### Required action
Would you output all the data exactly as it stands?

### Data to examine

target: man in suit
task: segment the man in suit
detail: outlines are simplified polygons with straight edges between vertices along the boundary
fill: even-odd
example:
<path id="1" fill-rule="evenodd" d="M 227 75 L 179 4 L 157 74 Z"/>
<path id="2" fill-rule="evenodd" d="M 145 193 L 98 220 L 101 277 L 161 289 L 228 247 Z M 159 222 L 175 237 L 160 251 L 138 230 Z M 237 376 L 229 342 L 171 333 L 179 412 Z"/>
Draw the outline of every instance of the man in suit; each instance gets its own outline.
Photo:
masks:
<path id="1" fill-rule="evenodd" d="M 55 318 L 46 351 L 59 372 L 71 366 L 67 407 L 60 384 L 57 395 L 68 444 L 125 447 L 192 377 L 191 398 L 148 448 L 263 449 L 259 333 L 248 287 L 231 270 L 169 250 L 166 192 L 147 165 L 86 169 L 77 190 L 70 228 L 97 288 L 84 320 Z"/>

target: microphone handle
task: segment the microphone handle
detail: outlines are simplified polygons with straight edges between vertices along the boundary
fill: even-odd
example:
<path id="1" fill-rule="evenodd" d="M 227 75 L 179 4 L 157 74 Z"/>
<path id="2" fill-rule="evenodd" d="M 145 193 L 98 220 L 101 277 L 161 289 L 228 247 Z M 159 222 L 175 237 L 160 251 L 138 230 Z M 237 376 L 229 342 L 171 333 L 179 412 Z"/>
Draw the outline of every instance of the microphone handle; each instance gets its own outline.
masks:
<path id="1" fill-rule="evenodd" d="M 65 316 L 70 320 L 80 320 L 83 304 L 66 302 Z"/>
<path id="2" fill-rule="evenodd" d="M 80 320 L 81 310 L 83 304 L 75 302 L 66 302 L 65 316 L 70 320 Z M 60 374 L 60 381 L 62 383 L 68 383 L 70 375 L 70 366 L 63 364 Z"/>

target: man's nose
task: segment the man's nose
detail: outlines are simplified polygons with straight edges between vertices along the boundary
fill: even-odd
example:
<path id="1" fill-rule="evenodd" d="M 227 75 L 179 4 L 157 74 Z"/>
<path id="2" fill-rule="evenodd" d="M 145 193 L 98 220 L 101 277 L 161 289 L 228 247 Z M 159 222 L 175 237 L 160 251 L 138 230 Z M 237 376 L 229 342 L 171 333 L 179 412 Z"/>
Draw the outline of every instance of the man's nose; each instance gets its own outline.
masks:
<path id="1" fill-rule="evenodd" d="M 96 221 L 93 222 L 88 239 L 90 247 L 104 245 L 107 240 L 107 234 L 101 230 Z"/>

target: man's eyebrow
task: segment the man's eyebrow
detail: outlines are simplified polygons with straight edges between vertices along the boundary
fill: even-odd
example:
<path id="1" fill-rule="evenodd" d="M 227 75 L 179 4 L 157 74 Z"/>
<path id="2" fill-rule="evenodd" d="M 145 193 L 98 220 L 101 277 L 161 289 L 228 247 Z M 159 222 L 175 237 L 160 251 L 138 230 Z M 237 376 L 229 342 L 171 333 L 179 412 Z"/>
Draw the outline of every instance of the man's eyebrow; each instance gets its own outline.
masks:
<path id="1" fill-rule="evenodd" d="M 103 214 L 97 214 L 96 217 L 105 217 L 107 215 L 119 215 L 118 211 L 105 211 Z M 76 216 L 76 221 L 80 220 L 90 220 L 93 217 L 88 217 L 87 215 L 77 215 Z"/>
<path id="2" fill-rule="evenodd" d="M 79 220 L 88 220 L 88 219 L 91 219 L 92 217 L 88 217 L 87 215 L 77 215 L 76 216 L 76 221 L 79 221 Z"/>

### Answer to the problem
target: man in suit
task: segment the man in suit
detail: outlines are simplified polygons with straight edges between vertices along the boundary
fill: even-odd
example:
<path id="1" fill-rule="evenodd" d="M 227 75 L 179 4 L 157 74 Z"/>
<path id="2" fill-rule="evenodd" d="M 145 193 L 98 220 L 101 277 L 161 289 L 228 247 Z M 159 222 L 175 237 L 160 251 L 138 230 Z M 237 376 L 229 342 L 171 333 L 179 412 Z"/>
Draw the outline of every instance of the man in suit; each instance gets its own outline.
Photo:
masks:
<path id="1" fill-rule="evenodd" d="M 55 318 L 46 351 L 59 372 L 71 366 L 67 407 L 60 384 L 57 395 L 68 444 L 125 447 L 192 377 L 191 398 L 148 448 L 263 449 L 259 333 L 248 287 L 231 270 L 169 250 L 166 192 L 147 165 L 86 169 L 77 190 L 70 228 L 97 288 L 84 320 Z"/>

target: microphone handle
task: segment the microphone handle
detail: outlines are simplified polygons with straight edges between vertices along the boundary
fill: even-odd
example:
<path id="1" fill-rule="evenodd" d="M 227 75 L 179 4 L 157 74 Z"/>
<path id="2" fill-rule="evenodd" d="M 145 193 L 98 220 L 101 277 L 161 289 L 228 247 Z M 159 222 L 175 237 L 160 251 L 138 230 Z M 237 376 L 229 342 L 171 333 L 179 412 Z"/>
Draw the outline of every instance of the microphone handle; each instance gets its own outline.
masks:
<path id="1" fill-rule="evenodd" d="M 65 316 L 70 320 L 80 320 L 83 304 L 66 302 Z"/>
<path id="2" fill-rule="evenodd" d="M 80 320 L 81 310 L 83 304 L 75 302 L 66 302 L 65 316 L 70 320 Z M 60 374 L 60 381 L 62 383 L 68 383 L 70 375 L 70 366 L 63 364 Z"/>

target: man's nose
task: segment the man's nose
detail: outlines are simplified polygons with straight edges between vertices along the boundary
fill: even-odd
example:
<path id="1" fill-rule="evenodd" d="M 227 75 L 179 4 L 157 74 Z"/>
<path id="2" fill-rule="evenodd" d="M 145 193 L 98 220 L 101 277 L 161 289 L 228 247 Z M 159 222 L 175 237 L 160 251 L 138 230 Z M 237 376 L 229 342 L 171 333 L 179 412 Z"/>
Draw the outline of every instance of the man's nose; each instance gets its own outline.
masks:
<path id="1" fill-rule="evenodd" d="M 96 221 L 93 222 L 88 239 L 90 247 L 104 245 L 107 240 L 107 234 L 101 230 Z"/>

target: man's eyebrow
task: segment the man's eyebrow
detail: outlines are simplified polygons with straight edges between vertices along the boundary
fill: even-odd
example:
<path id="1" fill-rule="evenodd" d="M 227 75 L 179 4 L 157 74 Z"/>
<path id="2" fill-rule="evenodd" d="M 145 193 L 98 220 L 101 277 L 161 289 L 228 247 Z M 159 222 L 175 237 L 160 251 L 138 230 Z M 237 376 L 229 342 L 171 333 L 179 412 Z"/>
Draw the outline of every instance of the man's eyebrow; each instance gets its own outline.
masks:
<path id="1" fill-rule="evenodd" d="M 103 214 L 97 214 L 96 217 L 105 217 L 107 215 L 119 215 L 118 211 L 105 211 Z M 76 216 L 76 221 L 80 220 L 90 220 L 93 217 L 88 217 L 87 215 L 77 215 Z"/>
<path id="2" fill-rule="evenodd" d="M 79 220 L 88 220 L 88 219 L 91 219 L 92 217 L 88 217 L 87 215 L 77 215 L 76 216 L 76 221 L 79 221 Z"/>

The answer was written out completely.